--- PAGE TEXT ---
* * *
CPU Performance: Memory and Power

Memory

With the same memory setup as the standard Skylake-style core, without any other improvements, we should expect Cannon Lake to perform exactly similar. Here’s a recap of the memory configuration:

Memory Comparison
  Skylake Desktop Cannon Lake
L1-D
Cache
32 KiB/core
8-way
32 KiB/core
8-way
L1-I
Cache
32 KiB/core
8-way
32 KiB/core
8-way
L2
Cache
256 KiB/core
4-way
256 KiB/core
4-way
L3
Cache
2 MiB/core
16-way
2 MiB/core
16-way
L3 Cache Type Inclusive Inclusive

For this test we put our Cannon Lake and Kaby Lake processors through our Memory Latency Checker test. Both systems had turbo modes disabled, forcing them to run at 2.2 GHz for parity and a direct microarchitecture comparison.

In this instance we see very little different between the two through the caches of the chip. Up to about 2MiB, both chips perform practically identical. Beyond this however, going out to main memory, there is a big discrepancy between the Kaby Lake and the Cannon Lake processor. In essence, accessing Cannon Lake main memory has an additional 50% latency.
* * *
Excerpts from a point labeling dataset:
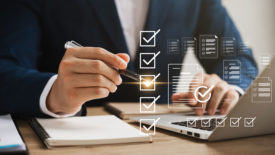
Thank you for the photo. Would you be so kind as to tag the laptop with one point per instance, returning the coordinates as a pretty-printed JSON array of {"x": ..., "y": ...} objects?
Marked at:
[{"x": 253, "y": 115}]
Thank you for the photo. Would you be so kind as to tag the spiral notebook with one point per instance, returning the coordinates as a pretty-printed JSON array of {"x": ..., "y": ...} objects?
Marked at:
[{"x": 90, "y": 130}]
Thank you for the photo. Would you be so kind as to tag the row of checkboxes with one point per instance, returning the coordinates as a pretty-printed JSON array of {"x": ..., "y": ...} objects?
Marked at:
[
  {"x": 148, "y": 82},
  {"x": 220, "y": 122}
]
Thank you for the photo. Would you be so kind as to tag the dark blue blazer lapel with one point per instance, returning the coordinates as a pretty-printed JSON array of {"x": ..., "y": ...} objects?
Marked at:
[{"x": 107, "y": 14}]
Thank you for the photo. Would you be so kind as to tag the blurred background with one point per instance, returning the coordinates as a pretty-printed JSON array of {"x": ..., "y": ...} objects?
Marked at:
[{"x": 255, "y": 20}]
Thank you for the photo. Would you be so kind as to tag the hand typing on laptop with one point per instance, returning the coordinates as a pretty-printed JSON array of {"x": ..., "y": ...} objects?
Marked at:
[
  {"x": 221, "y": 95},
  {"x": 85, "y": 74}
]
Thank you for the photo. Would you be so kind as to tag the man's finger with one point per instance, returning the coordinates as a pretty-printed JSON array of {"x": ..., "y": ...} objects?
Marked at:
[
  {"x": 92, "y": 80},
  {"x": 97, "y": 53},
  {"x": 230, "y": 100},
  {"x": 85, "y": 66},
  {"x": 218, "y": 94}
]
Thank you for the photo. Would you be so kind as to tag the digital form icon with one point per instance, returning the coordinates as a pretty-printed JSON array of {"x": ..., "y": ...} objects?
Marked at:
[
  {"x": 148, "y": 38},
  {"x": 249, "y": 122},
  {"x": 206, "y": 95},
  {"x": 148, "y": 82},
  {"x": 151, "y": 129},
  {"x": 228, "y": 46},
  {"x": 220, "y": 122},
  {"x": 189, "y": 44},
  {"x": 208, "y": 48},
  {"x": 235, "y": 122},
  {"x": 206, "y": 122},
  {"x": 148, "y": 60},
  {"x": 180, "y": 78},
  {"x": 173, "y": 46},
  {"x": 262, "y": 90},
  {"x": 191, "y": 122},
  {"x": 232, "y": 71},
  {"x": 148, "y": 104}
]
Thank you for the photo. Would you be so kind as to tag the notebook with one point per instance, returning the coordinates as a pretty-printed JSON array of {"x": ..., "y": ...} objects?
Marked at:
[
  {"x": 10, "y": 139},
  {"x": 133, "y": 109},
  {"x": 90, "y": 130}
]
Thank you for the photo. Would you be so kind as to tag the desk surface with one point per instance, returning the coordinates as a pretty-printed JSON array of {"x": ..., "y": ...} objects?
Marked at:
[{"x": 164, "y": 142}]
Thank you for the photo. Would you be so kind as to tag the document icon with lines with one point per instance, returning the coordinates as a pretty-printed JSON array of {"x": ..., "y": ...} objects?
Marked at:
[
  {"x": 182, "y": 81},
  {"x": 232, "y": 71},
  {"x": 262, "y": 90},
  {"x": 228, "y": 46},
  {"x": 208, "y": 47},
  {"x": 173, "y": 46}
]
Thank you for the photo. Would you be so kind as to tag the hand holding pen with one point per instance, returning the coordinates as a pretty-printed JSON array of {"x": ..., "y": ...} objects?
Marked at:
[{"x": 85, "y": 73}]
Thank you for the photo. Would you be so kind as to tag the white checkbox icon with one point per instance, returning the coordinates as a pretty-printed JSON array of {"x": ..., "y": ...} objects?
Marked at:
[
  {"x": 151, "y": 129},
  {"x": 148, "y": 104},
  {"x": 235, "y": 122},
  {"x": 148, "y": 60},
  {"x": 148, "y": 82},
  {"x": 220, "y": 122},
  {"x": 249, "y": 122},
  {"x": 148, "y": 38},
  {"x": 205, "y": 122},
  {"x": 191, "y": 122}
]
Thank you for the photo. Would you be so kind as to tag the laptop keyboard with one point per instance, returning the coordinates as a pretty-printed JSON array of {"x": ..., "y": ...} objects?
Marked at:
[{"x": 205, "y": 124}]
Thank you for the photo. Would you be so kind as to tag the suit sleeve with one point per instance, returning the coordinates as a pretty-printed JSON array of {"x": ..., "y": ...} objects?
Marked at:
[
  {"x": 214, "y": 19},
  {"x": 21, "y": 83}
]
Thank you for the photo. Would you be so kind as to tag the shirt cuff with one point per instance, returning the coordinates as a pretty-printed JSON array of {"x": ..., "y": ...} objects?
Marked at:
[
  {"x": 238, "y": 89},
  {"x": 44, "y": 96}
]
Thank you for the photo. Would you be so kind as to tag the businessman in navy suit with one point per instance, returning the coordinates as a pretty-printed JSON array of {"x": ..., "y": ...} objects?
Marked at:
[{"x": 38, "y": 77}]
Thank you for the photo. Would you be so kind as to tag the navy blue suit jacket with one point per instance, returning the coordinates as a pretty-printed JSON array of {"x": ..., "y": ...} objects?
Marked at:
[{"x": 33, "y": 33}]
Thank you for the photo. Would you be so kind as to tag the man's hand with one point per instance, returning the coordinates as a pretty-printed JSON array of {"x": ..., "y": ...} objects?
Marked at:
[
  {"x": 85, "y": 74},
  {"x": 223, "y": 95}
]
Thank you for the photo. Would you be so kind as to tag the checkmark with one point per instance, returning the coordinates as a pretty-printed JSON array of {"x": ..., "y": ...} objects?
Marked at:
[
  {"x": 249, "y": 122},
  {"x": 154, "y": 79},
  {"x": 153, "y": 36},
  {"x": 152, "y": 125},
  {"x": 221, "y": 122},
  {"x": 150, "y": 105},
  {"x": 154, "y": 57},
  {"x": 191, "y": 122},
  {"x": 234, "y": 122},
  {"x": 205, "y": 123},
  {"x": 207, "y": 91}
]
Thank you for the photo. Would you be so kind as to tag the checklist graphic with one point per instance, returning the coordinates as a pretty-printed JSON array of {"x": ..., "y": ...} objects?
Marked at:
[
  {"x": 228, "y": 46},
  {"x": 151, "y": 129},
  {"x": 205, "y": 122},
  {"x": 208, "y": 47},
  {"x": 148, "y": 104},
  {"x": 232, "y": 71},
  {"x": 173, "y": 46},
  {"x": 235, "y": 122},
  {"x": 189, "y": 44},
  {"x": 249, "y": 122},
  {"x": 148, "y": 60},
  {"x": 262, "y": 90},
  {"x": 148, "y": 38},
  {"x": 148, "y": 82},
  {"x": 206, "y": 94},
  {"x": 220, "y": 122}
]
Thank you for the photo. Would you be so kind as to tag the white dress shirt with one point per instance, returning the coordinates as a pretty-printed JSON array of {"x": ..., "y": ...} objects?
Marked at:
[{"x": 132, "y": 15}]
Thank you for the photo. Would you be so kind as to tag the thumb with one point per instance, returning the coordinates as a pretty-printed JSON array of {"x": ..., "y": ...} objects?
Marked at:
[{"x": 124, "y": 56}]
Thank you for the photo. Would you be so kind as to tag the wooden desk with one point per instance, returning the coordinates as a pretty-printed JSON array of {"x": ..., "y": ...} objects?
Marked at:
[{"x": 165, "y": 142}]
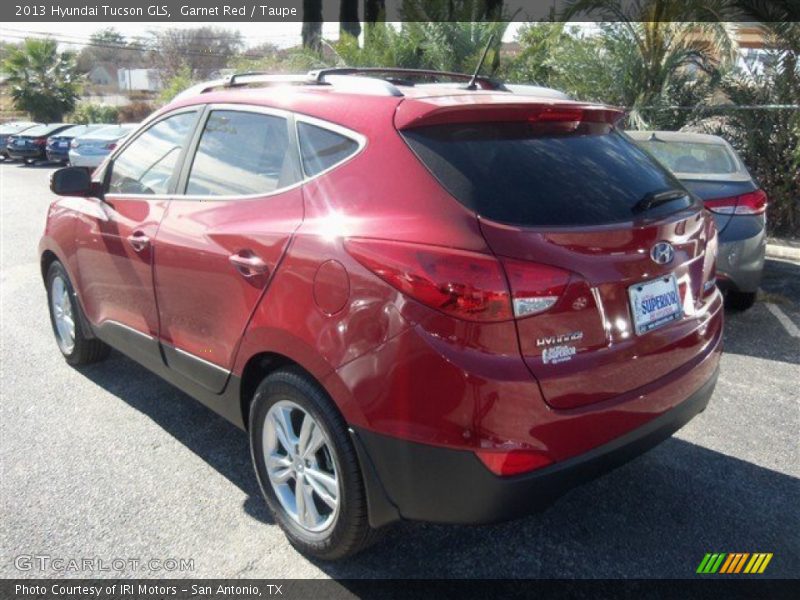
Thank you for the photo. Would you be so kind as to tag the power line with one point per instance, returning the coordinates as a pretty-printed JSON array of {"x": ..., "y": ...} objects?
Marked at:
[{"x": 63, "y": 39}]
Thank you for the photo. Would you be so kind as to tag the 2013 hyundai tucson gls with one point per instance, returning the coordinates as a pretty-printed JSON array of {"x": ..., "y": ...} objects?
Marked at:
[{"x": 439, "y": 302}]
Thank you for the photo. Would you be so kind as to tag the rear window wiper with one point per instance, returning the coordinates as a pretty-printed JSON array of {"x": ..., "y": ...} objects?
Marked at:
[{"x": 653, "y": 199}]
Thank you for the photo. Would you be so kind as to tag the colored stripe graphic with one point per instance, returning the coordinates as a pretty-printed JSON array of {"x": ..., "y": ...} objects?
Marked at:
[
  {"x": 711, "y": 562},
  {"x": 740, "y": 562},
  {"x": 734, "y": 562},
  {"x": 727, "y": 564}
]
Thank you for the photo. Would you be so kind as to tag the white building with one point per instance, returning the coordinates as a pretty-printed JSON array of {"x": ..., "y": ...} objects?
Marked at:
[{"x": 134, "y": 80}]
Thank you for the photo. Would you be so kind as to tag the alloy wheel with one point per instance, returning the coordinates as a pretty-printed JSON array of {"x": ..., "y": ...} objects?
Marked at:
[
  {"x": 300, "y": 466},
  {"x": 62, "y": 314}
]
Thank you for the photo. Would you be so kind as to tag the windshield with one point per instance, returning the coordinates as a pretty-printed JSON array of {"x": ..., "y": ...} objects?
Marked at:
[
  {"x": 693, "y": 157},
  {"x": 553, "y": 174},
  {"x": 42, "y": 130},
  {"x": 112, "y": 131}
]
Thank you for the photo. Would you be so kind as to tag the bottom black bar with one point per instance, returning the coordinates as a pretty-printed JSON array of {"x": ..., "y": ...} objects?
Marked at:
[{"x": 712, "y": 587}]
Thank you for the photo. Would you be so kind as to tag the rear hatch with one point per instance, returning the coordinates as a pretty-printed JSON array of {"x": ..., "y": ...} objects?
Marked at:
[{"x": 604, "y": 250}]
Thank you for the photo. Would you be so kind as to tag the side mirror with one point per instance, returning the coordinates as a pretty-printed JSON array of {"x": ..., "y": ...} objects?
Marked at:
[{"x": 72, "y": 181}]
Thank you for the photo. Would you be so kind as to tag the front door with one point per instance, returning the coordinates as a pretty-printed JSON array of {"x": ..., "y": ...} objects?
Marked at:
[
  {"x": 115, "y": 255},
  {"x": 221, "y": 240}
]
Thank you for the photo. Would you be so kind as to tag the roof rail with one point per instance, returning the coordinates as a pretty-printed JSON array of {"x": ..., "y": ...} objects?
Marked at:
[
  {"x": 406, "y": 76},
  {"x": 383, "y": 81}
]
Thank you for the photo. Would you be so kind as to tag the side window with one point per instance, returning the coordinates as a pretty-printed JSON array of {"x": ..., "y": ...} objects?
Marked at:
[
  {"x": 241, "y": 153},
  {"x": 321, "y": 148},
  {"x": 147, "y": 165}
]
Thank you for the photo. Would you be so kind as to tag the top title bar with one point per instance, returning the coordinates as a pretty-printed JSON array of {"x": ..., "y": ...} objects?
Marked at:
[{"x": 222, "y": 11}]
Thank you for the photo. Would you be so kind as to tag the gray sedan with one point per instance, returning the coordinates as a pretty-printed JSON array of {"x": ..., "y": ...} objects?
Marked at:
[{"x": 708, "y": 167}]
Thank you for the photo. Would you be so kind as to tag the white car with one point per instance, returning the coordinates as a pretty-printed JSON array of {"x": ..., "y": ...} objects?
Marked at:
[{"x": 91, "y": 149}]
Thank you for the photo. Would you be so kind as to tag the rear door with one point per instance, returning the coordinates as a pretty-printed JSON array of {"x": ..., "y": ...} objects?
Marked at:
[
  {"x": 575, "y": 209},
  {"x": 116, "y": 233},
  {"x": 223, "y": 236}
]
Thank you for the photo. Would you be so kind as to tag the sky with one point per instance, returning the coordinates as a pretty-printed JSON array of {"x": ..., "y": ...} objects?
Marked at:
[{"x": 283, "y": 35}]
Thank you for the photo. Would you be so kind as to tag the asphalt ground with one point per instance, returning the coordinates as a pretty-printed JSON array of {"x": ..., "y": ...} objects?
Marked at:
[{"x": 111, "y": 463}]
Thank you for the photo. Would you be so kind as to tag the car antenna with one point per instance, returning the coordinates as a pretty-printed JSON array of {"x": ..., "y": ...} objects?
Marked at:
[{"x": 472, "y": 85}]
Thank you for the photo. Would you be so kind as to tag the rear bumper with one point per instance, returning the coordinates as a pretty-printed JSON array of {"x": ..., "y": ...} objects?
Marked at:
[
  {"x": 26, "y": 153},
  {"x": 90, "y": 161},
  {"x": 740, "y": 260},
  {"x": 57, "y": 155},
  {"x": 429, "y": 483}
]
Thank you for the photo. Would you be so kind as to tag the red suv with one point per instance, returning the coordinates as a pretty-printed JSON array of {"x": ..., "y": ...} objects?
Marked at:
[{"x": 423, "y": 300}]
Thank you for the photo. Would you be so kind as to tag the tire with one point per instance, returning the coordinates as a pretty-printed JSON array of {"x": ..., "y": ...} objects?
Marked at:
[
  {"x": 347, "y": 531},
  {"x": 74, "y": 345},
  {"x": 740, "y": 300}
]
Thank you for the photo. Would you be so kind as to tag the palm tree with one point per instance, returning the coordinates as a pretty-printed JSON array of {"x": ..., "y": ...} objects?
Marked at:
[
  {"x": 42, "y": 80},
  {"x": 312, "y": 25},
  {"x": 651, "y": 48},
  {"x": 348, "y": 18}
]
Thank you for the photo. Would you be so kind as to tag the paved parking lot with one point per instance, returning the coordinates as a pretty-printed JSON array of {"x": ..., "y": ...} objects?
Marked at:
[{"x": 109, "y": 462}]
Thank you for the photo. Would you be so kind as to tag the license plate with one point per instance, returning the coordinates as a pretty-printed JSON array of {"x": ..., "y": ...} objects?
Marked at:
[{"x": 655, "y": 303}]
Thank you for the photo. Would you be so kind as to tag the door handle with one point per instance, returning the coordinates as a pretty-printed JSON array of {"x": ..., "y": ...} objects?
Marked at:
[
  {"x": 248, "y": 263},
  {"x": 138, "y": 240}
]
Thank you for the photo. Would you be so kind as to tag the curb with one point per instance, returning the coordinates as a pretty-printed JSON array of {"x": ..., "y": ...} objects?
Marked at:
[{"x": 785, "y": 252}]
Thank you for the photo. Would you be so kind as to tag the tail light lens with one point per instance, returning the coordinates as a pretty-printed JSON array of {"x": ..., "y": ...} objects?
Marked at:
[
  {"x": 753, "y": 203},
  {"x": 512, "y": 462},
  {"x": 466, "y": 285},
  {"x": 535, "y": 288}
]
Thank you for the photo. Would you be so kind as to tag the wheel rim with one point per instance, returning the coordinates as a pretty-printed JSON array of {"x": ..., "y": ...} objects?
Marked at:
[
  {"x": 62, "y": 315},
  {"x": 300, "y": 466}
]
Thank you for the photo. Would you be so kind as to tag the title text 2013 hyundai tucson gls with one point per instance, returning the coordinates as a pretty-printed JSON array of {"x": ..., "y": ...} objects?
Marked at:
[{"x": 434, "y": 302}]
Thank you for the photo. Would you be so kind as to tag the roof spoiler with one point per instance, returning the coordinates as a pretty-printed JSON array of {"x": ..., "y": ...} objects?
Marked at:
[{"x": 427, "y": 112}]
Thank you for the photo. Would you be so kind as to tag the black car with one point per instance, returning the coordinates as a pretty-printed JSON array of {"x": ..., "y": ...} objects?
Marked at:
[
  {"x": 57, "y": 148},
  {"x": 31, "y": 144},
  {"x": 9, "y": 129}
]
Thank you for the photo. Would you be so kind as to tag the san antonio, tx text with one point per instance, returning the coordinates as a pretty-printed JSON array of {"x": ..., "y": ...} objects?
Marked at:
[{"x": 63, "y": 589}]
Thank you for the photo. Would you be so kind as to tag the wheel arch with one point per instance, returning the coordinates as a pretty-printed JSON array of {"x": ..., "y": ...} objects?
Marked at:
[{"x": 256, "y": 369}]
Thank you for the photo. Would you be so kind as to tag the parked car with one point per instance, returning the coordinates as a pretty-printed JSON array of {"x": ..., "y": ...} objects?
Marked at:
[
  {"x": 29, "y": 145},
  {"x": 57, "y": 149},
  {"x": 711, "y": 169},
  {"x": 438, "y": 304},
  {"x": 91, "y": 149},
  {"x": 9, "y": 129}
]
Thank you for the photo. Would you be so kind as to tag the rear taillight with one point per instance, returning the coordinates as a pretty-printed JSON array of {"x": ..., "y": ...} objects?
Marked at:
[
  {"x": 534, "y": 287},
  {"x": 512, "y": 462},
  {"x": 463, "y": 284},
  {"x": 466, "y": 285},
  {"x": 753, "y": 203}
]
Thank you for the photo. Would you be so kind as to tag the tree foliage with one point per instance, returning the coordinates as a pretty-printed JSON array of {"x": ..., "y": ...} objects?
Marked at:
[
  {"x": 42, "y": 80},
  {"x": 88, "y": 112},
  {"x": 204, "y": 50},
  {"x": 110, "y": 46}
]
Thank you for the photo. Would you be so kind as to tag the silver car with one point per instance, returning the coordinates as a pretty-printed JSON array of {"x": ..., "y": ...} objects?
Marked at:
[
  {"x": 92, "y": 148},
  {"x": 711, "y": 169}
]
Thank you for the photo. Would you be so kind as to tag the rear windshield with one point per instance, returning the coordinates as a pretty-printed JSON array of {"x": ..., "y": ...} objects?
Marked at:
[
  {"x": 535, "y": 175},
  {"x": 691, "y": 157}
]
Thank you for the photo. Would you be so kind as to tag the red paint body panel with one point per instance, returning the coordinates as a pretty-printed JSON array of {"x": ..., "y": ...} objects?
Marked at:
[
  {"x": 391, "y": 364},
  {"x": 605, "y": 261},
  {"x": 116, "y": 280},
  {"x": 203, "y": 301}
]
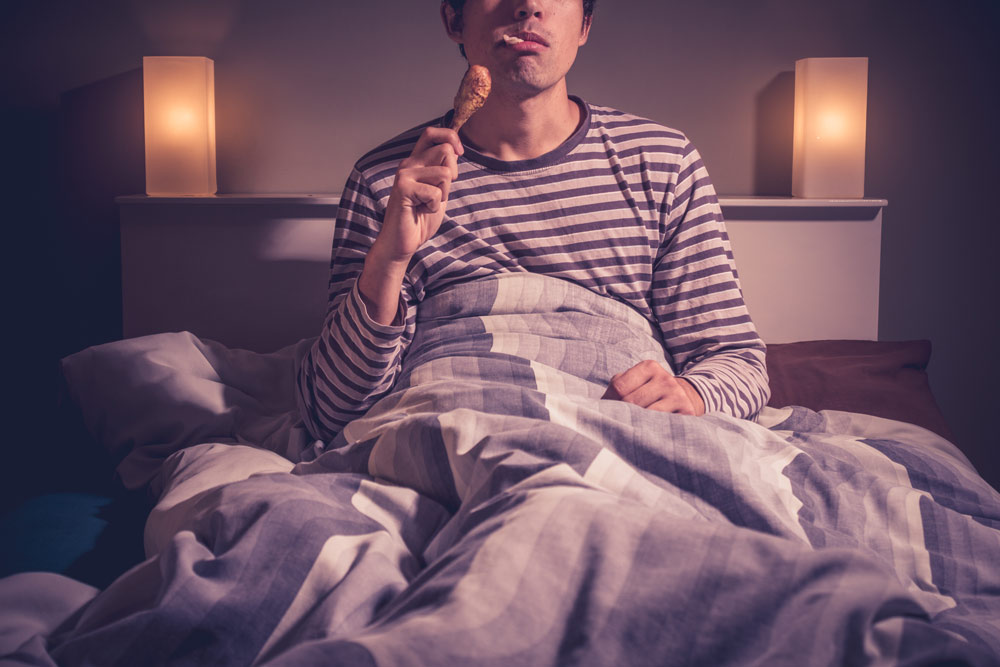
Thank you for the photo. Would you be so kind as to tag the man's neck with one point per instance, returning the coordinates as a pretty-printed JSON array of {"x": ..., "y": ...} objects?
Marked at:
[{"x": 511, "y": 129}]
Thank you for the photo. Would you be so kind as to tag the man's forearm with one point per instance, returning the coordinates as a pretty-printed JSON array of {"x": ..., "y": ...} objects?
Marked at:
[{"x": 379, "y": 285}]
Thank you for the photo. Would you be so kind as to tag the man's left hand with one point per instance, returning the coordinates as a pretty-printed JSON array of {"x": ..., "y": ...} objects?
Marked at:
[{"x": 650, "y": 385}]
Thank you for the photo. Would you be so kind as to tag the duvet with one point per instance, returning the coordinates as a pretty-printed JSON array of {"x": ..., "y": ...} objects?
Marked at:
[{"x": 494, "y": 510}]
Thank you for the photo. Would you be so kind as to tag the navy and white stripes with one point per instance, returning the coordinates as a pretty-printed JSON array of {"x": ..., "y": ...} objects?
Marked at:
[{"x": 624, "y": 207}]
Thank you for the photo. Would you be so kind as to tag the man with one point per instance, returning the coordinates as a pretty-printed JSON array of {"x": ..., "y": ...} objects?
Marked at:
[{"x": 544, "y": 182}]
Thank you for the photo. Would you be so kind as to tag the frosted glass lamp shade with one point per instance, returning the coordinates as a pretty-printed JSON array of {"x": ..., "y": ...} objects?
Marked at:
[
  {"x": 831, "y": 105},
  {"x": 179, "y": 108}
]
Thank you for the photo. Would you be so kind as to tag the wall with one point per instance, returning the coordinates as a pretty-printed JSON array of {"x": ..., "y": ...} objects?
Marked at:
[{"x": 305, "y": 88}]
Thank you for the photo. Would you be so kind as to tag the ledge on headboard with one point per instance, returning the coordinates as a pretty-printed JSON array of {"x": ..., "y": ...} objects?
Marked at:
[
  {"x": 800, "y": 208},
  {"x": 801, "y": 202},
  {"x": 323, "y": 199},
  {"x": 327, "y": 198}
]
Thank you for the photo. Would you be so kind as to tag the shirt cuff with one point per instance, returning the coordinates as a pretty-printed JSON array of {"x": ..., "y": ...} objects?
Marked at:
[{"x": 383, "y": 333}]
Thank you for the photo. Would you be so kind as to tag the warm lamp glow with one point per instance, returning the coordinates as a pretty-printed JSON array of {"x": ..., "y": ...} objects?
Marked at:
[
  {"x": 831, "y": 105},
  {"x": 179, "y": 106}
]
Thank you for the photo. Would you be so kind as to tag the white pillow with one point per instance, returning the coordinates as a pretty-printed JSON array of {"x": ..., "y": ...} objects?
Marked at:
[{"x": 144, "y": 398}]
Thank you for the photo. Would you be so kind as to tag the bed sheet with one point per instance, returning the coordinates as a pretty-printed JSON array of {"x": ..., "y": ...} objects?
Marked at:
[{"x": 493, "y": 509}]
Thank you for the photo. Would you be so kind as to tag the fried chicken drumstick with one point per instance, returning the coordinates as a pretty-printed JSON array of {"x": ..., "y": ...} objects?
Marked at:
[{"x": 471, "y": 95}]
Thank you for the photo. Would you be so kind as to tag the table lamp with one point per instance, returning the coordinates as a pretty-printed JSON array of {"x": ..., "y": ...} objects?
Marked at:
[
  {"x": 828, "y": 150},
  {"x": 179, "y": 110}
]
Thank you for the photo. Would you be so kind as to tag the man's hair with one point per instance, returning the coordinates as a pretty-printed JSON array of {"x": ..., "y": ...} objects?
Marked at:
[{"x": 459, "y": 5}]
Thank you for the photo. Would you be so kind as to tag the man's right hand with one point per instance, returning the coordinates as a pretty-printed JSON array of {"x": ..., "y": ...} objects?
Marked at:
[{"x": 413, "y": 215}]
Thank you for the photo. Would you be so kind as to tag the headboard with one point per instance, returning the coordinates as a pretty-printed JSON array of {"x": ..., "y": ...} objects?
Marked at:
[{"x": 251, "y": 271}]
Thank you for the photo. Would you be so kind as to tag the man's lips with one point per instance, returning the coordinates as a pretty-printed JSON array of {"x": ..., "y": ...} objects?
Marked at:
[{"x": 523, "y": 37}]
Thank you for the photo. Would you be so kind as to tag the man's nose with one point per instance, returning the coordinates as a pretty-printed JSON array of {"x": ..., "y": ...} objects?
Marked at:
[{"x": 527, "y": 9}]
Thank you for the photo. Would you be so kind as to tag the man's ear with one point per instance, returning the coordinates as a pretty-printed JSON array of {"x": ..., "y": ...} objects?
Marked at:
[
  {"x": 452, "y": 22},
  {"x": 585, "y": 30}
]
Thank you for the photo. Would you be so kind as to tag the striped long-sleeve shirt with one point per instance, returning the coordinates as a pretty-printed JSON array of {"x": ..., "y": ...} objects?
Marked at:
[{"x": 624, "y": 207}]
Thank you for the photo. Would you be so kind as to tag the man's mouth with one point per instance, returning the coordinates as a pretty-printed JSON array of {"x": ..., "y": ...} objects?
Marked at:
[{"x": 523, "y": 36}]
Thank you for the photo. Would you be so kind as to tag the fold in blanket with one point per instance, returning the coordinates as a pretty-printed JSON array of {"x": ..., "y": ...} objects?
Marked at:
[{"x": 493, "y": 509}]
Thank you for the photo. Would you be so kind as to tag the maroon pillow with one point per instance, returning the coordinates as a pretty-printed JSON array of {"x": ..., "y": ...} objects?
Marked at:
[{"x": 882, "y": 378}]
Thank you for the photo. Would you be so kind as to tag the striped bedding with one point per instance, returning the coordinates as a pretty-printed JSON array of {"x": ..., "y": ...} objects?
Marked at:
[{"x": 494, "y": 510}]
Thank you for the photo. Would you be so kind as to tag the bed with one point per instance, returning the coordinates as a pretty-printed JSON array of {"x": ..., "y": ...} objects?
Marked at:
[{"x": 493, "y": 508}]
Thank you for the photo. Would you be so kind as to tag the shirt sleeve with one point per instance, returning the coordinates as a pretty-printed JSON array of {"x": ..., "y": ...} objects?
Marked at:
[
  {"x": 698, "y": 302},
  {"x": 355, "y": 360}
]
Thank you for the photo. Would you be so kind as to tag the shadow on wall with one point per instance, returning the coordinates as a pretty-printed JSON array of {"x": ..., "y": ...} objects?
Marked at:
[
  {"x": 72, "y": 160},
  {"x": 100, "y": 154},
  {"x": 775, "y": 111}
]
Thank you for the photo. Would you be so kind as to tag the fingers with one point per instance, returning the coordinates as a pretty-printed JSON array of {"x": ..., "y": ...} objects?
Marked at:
* * *
--- YOUR INSTRUCTIONS ---
Repeat word for word the part of the Cannon Lake memory text that begins at "For this test" and ends after "additional 50% latency.". These records come from a separate source and are unrelated to the text.

--- FULL OUTPUT ---
For this test we put our Cannon Lake and Kaby Lake processors through our Memory Latency Checker test. Both systems had turbo modes disabled, forcing them to run at 2.2 GHz for parity and a direct microarchitecture comparison.

In this instance we see very little different between the two through the caches of the chip. Up to about 2MiB, both chips perform practically identical. Beyond this however, going out to main memory, there is a big discrepancy between the Kaby Lake and the Cannon Lake processor. In essence, accessing Cannon Lake main memory has an additional 50% latency.